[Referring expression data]
════

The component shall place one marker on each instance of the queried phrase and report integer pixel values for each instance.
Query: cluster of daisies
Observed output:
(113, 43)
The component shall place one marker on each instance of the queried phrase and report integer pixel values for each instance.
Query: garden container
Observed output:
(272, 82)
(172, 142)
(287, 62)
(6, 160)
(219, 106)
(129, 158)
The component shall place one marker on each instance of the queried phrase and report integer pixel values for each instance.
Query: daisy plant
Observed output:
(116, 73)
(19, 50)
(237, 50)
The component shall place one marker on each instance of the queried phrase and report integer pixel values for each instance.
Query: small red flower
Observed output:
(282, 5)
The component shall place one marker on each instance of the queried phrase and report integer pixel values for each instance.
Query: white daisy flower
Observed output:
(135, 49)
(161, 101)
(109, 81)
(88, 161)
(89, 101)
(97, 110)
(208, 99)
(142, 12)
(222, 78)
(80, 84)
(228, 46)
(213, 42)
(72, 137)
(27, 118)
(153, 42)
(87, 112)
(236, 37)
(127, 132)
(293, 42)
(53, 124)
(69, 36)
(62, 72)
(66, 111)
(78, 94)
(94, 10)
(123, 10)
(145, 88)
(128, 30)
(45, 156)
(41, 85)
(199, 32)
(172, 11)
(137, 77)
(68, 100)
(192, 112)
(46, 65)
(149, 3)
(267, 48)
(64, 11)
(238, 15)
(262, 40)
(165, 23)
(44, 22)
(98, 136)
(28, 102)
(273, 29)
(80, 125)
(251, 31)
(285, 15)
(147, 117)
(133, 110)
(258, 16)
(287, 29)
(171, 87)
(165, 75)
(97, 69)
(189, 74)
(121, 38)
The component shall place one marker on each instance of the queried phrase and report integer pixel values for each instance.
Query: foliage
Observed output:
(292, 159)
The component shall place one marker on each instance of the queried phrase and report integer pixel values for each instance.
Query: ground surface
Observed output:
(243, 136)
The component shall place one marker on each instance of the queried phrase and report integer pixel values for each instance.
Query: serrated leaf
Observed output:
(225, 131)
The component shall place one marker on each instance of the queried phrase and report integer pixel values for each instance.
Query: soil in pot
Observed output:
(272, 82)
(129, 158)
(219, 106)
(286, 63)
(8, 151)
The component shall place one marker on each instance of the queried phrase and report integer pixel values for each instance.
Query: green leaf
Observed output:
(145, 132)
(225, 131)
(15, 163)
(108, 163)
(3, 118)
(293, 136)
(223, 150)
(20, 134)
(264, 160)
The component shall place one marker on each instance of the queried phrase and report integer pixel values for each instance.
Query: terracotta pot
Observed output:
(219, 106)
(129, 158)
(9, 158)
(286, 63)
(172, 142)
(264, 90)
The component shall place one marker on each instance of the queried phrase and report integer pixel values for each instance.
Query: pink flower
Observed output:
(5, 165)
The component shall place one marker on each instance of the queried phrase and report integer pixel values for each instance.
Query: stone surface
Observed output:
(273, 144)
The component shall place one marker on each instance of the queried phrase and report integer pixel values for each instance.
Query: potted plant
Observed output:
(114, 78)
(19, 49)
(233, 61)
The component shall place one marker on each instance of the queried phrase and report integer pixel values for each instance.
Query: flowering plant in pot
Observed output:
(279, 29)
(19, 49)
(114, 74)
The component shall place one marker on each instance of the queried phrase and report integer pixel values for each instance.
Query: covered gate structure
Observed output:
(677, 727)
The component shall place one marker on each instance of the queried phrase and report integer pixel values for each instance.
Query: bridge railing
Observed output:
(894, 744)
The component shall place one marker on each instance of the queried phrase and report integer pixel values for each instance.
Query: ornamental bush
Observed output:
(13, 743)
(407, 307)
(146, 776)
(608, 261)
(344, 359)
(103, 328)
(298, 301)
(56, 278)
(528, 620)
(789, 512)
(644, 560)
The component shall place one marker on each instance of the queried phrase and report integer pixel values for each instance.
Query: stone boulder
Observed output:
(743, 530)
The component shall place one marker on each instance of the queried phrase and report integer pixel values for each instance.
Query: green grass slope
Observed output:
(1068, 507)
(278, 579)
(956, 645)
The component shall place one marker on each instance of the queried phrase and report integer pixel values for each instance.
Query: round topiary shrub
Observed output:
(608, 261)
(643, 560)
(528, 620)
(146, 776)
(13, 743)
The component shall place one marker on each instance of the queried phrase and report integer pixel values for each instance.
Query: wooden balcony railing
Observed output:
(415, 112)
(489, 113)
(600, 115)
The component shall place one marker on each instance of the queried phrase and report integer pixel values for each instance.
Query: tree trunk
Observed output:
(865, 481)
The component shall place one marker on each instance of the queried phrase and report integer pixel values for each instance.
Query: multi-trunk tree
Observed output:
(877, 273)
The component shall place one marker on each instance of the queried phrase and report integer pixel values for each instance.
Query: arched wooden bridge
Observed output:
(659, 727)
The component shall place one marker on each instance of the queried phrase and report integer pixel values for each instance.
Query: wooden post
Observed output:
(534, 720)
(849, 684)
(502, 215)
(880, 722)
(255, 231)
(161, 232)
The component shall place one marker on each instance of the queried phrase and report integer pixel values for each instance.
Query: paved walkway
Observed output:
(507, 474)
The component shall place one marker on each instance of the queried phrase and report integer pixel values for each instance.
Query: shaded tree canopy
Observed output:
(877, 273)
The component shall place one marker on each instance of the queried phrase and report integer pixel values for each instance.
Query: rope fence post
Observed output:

════

## Work item
For the entries above, please state how many lines contain the string "daisy"; give the number and nothing else.

## Task response
2